_What you have to do_:
This exercise calls for every line of the data below with the string "building" in it.

_Given records_:
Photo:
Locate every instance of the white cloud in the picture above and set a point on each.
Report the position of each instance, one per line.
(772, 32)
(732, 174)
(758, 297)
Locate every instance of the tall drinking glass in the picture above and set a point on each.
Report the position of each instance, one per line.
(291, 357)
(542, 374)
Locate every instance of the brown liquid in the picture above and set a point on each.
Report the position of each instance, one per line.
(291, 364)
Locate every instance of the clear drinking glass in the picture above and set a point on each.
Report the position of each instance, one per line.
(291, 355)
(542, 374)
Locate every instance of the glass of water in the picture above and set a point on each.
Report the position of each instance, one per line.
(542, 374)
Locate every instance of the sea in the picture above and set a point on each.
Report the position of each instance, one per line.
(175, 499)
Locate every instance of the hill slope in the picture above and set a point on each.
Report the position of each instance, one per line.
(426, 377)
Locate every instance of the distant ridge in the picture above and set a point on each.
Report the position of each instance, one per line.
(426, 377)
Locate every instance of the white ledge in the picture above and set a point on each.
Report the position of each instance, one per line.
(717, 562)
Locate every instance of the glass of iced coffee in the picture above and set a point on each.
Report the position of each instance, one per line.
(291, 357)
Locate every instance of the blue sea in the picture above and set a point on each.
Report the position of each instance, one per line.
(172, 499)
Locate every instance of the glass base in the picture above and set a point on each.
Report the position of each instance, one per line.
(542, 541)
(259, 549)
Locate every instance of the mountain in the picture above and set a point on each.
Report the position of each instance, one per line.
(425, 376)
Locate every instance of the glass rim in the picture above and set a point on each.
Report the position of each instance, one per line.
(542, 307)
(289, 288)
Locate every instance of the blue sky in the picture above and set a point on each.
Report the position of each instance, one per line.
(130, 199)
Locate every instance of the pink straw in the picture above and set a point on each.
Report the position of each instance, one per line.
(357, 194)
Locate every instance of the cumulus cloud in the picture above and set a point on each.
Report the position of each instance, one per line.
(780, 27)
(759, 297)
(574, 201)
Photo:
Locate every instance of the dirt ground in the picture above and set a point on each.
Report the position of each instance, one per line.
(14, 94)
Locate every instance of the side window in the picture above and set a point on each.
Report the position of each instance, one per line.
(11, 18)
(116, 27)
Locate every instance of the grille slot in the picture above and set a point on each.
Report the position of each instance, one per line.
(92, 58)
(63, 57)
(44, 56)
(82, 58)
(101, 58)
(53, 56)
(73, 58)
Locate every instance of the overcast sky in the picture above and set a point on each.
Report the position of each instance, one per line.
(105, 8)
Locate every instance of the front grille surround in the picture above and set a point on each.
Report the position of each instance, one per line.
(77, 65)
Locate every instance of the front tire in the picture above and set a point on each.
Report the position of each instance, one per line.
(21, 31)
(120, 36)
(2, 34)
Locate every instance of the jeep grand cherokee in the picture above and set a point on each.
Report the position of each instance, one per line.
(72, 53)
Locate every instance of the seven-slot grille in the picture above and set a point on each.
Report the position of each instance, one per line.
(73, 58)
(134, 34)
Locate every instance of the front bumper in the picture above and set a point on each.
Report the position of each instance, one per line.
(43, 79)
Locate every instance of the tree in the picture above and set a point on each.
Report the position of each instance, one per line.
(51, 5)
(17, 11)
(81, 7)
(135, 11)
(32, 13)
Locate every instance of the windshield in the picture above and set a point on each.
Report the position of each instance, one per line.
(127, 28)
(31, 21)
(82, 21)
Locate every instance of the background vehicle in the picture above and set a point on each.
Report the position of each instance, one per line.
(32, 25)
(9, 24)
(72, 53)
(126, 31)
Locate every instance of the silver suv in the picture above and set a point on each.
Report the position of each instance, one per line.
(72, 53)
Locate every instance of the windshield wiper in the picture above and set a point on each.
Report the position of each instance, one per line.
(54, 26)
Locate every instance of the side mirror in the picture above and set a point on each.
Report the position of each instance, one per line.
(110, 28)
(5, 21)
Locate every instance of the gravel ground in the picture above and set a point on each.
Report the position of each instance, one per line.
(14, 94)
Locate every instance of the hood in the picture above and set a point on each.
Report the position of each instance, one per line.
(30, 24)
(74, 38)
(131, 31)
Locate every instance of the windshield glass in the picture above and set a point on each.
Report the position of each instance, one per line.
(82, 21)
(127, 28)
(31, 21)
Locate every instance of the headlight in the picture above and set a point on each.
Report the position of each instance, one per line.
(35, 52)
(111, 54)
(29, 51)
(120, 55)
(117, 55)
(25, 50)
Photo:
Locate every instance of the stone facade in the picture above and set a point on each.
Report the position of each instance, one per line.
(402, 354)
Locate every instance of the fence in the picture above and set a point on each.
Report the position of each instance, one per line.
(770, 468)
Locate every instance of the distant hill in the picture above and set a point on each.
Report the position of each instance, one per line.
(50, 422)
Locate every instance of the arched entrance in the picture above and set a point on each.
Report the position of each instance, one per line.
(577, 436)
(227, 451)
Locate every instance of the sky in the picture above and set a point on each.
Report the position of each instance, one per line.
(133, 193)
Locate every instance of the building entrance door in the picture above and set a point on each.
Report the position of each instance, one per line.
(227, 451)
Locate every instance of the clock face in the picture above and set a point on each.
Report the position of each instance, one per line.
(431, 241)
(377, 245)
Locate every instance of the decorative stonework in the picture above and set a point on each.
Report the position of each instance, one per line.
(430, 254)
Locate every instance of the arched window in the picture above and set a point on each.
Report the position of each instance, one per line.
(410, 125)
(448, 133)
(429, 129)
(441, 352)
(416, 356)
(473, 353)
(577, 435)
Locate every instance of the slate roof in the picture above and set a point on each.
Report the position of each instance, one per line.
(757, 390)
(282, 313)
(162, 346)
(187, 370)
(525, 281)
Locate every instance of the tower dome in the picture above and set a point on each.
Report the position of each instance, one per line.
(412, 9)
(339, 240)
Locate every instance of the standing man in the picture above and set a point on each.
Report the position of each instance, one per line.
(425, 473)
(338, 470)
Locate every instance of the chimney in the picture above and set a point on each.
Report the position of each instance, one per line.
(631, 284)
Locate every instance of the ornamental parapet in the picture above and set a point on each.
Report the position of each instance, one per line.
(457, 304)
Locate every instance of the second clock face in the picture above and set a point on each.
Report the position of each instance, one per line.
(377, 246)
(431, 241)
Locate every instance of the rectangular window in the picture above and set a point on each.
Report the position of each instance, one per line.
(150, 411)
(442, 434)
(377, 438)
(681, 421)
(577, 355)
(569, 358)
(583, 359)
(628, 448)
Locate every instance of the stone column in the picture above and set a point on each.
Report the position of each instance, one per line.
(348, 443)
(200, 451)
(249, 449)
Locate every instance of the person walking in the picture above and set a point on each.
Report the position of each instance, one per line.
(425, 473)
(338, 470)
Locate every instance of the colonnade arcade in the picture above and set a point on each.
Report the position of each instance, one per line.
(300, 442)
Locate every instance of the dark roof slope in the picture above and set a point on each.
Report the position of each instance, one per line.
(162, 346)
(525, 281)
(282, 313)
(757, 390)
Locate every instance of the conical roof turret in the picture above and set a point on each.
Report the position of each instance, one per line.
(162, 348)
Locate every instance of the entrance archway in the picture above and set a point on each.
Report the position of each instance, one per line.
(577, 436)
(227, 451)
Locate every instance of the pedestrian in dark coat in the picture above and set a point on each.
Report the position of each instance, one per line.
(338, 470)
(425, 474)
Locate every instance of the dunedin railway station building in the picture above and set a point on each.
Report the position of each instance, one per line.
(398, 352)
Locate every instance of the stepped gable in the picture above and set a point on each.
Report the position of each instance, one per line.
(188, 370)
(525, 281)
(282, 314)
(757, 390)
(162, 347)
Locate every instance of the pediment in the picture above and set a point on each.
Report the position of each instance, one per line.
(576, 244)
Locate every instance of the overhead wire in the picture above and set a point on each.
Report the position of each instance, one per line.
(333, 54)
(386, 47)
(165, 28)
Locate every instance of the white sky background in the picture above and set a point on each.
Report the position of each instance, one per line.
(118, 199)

_Exercise result_:
Locate every instance of the building entrance door in the picture above and set a point on each.
Locate every instance of the dunedin railway station building in the picture above and set a point on each.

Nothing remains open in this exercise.